BEGIN ROWS

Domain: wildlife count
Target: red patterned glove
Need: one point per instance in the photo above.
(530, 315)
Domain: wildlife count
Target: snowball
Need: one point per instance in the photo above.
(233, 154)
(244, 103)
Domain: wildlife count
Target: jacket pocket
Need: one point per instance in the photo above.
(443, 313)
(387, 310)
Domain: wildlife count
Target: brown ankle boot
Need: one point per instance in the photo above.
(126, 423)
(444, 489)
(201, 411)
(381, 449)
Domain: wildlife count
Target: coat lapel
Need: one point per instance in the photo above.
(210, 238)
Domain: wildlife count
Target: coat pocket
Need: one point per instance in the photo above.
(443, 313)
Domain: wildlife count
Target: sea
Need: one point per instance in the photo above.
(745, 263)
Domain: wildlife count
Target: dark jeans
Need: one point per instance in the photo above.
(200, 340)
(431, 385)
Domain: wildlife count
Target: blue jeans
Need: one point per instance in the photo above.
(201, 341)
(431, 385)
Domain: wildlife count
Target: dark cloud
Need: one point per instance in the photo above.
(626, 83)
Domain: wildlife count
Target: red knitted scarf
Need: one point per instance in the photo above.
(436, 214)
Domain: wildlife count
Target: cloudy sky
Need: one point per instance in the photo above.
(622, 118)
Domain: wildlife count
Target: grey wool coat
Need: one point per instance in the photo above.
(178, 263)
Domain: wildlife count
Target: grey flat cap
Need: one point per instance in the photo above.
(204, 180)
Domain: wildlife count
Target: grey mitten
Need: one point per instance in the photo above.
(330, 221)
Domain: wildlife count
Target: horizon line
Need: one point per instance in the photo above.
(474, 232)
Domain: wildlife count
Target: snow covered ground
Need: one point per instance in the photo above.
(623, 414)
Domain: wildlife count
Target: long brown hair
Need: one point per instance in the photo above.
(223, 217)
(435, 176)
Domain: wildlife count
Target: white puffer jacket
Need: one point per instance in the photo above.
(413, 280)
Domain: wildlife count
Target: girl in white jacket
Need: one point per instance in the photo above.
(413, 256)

END ROWS

▶ **EXERCISE**: Restate the listing above word for word.

▶ **OUTPUT**:
Domain: wildlife count
Target: red patterned glove
Need: one point per instance in the photo above.
(530, 315)
Domain: wildlife count
Target: snowball
Need: one point per instance in the photo above.
(233, 154)
(244, 103)
Domain: wildlife count
Target: jacket pocket
Need: one point per instance in the photo above.
(443, 313)
(387, 310)
Domain: wildlife count
Target: brown ankle boot
Need: one point per instance in the photo above.
(126, 423)
(444, 489)
(201, 411)
(381, 449)
Domain: wildlife count
Target: coat lapel
Need: one point per instance in the photo above.
(210, 238)
Domain: wildlife count
Target: coat pocket
Need: one point per instance in the photo above.
(443, 313)
Domain: wildlife count
Target: sea
Need: one point per instance in the photo above.
(745, 263)
Domain: wildlife count
Target: dark jeans
Need: one point per instance in the photo above.
(200, 340)
(431, 385)
Domain: wildlife count
Target: blue jeans
Need: one point per instance in the photo above.
(201, 341)
(431, 385)
Domain: wildlife count
Target: dark cloud
Need: one point per instance in the photo above.
(626, 83)
Domain: wildlife count
Target: red knitted scarf
Need: one point per instance in the photo above.
(436, 214)
Domain: wildlife count
Target: cloudy sky
Need: one point per instance in the photo above.
(622, 118)
Domain: wildlife count
Target: grey wool coat
Need: one point per instance in the photo above.
(178, 263)
Domain: wildlife count
Target: grey flat cap
Need: one point per instance in the photo above.
(204, 180)
Domain: wildlife count
Target: grey mitten
Need: one point per instance in the photo above.
(330, 221)
Domain: wildlife count
Target: horizon line
Need: one point per instance in the photo above.
(474, 232)
Domain: wildlife count
Target: snow covered ground
Need: one point per instance in the photo above.
(623, 414)
Domain: wildlife count
Target: long brown hair
Need: one point per instance in the photo above.
(223, 217)
(435, 176)
Domain: wildlife count
Target: white puffer jacket
Need: one point per instance in the photo above.
(413, 280)
Domain: wildlife count
Target: girl in white jacket
Need: one point per instance in the photo above.
(413, 256)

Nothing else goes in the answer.